_GIVEN DATA:_
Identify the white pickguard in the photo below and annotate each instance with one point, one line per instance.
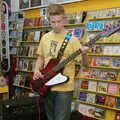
(59, 78)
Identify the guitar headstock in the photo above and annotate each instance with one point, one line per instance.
(68, 36)
(110, 29)
(105, 33)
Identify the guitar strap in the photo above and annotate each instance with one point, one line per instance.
(64, 45)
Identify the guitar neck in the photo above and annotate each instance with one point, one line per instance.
(105, 33)
(64, 62)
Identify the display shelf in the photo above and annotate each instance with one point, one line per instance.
(48, 27)
(93, 30)
(100, 80)
(25, 71)
(105, 42)
(105, 18)
(103, 55)
(95, 92)
(101, 67)
(27, 57)
(44, 6)
(97, 105)
(20, 86)
(36, 42)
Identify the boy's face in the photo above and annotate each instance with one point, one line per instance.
(57, 23)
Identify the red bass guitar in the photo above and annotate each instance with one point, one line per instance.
(52, 72)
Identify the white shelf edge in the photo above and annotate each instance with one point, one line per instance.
(43, 6)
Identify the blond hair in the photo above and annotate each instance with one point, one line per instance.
(55, 9)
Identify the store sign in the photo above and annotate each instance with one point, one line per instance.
(95, 25)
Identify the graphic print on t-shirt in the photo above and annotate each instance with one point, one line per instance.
(53, 47)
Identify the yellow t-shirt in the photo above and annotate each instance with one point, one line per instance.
(49, 47)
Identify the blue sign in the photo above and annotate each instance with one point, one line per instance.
(95, 25)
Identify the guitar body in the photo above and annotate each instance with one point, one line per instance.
(39, 84)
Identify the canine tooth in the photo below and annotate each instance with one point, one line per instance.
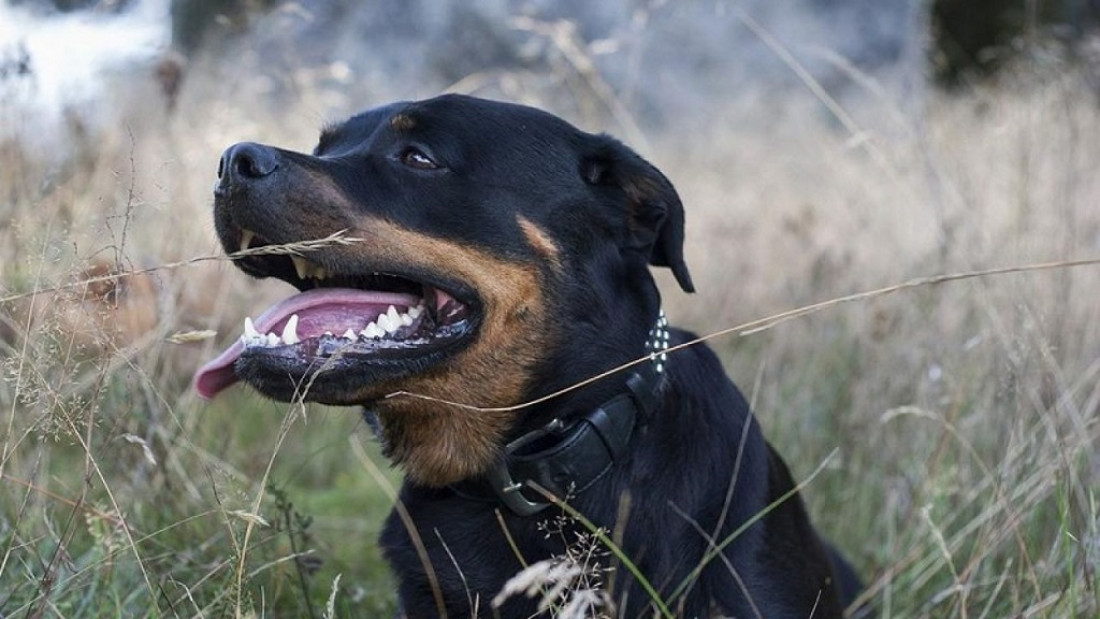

_TASK OBJECTIVE:_ Apart from the pictures, set down all the entries above exactly.

_ANSWER SECTION:_
Identify the white pickguard in the photo below and annotate each instance with one point, one line per instance.
(59, 78)
Identify the guitar headstock in the photo above and annotate each instance with one point, one line per instance.
(68, 36)
(110, 29)
(105, 33)
Identify the guitar strap in the photo above and annotate each instance with one point, one line per instance.
(64, 45)
Identify the guitar neck in the photo above and annotate each instance with one point, one line per instance.
(105, 33)
(64, 62)
Identify the display shelf in the photo above and annotate each instance with one point, one line per instance.
(48, 27)
(93, 30)
(100, 80)
(25, 71)
(105, 42)
(105, 18)
(103, 55)
(95, 92)
(101, 67)
(27, 57)
(44, 6)
(97, 105)
(20, 86)
(36, 42)
Identify the boy's face in the photo above and annotate each instance with one point, one line per instance.
(57, 23)
Identify the red bass guitar in the photo above and annotate each instance with one point, one line per instance.
(52, 72)
Identify the white shelf edge in the photo above and annotate each instance with one point, one line per instance.
(43, 6)
Identify the blond hair in the photo above and annotate each instance with one point, one line per instance.
(55, 9)
Identify the store sign in the photo above and annotate each instance with one point, one line per instance.
(95, 25)
Identify the graphic print on t-shirt in the photo above and annotate each instance with one point, one line per instance.
(53, 47)
Identify the yellow t-shirt in the photo above and annotate each instance with one point, one line per instance.
(49, 47)
Identify the blue sign in the photo above and annotate each instance with one point, one line per instance.
(95, 25)
Identify the guitar body in the photo above and annotate each instance with one point, one line per instance.
(39, 84)
Identify the canine tooth in the photo below and annotate each instance with one point, one line per instance.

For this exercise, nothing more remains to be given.